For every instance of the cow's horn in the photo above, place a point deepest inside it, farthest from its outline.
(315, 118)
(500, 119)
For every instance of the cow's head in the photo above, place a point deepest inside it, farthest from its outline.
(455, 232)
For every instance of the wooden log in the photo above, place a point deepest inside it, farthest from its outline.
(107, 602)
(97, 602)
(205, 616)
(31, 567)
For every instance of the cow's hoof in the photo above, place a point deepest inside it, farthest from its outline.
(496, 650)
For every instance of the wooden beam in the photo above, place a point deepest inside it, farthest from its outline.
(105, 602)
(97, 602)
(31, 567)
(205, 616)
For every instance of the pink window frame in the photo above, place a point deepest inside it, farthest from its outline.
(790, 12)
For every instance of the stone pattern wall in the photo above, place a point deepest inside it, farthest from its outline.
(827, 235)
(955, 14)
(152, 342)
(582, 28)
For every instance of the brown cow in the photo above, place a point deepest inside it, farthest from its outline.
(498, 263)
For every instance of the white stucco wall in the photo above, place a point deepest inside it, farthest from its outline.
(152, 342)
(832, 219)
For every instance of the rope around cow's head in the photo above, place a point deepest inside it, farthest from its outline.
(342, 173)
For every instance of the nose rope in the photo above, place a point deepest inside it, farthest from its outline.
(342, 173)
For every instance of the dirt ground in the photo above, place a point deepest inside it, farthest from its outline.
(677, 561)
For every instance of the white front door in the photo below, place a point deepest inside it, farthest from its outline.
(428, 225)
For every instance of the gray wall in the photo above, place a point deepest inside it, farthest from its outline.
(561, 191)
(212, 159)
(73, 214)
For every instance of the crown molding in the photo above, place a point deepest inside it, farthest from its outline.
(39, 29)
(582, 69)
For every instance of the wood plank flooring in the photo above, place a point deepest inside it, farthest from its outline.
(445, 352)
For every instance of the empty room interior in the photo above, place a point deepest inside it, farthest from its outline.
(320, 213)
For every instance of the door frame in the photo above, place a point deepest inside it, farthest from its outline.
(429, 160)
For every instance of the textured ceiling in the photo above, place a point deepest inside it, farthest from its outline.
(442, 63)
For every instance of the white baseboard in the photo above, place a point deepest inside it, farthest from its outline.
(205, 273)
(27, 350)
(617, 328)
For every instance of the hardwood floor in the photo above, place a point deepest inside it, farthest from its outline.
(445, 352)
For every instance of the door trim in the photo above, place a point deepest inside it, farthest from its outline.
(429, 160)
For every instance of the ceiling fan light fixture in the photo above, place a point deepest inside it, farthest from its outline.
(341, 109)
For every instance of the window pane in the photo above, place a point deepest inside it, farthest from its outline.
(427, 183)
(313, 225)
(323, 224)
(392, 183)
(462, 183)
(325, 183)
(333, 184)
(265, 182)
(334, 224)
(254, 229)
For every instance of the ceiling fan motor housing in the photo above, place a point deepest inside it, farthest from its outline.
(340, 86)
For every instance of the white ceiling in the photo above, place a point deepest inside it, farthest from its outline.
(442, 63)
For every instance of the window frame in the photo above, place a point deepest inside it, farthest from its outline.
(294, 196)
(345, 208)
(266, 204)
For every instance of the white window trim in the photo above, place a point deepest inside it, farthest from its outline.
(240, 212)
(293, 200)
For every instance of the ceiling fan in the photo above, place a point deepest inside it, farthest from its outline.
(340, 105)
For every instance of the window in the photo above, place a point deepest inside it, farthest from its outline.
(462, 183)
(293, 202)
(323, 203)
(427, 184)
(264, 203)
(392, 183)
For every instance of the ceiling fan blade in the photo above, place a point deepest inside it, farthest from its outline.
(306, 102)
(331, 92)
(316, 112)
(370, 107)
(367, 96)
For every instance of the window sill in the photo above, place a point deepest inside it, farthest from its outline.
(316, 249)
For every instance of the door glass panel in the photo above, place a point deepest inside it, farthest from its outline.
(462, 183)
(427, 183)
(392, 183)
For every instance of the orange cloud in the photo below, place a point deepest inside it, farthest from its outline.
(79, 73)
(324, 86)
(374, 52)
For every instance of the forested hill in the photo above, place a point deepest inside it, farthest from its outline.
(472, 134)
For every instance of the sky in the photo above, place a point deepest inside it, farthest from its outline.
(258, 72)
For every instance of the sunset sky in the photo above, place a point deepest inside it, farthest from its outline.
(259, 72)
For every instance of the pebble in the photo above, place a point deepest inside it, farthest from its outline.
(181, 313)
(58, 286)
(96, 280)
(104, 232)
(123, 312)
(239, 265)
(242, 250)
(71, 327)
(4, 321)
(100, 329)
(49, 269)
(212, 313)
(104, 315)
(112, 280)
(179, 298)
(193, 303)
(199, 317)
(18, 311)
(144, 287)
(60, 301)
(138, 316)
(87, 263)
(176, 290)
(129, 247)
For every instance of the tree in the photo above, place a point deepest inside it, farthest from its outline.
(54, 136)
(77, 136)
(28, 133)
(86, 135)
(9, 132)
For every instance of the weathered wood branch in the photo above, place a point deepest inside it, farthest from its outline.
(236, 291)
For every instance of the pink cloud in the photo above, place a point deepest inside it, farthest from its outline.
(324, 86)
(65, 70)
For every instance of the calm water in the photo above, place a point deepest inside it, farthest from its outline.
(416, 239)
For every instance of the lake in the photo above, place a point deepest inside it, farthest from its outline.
■ ■ ■ ■ ■ ■ ■
*The problem*
Take the lines of the data from the one containing "For every instance of the tree" through the last line, and swap "calm water" for "still water", leaving everything else in them unchanged.

*Written answer*
For every instance of the tree in the photo above, place a point deepest inside it, farthest from its outline.
(54, 136)
(77, 136)
(28, 133)
(86, 135)
(9, 132)
For every instance of the weathered wood branch in the photo above, place a point deepest inside it, farthest from its outline.
(236, 291)
For every instance of the pink cloud in the photo above, place a point deepest inside it, farthest from its outline.
(324, 86)
(65, 70)
For every instance of the still water in the photo above, place a point deepest inside it, farthest from its outline.
(416, 239)
For every instance of the lake in the photo above, place a point deepest inside it, farthest from its outline.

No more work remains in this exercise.